Work instruction
Since only the words are wanted, reproduce every entry exactly and leave the images behind.

(Point-per-instance localization data)
*** Begin section ***
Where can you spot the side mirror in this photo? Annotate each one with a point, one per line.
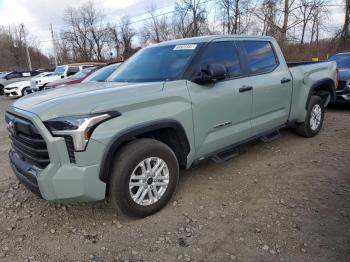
(211, 72)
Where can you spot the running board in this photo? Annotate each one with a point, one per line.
(225, 155)
(271, 137)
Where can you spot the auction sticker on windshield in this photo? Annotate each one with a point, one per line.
(185, 47)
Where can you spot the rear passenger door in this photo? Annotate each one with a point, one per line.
(272, 86)
(221, 111)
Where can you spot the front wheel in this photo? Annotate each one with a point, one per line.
(24, 91)
(144, 177)
(314, 118)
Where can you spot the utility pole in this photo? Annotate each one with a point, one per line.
*** End section ***
Worked solution
Where can you spot the side mirror in this photo? Annotate each one with a point, one per line.
(211, 72)
Where can you spot the running board in this photo? Annotate each one with a point, one per line.
(225, 155)
(271, 137)
Where can you spot the auction sticker on windshield in this photo? Annotate each one with a point, one per line.
(185, 47)
Where can you spot the rear passenger door in this photo? Annotate each one with a point, one per line.
(272, 86)
(221, 111)
Where can you spot the front wheel in this photo? Annotate each one with a point, one per line.
(24, 91)
(144, 177)
(314, 118)
Where can you spot the utility pole in this photo? Annotate each one with a point, one per line.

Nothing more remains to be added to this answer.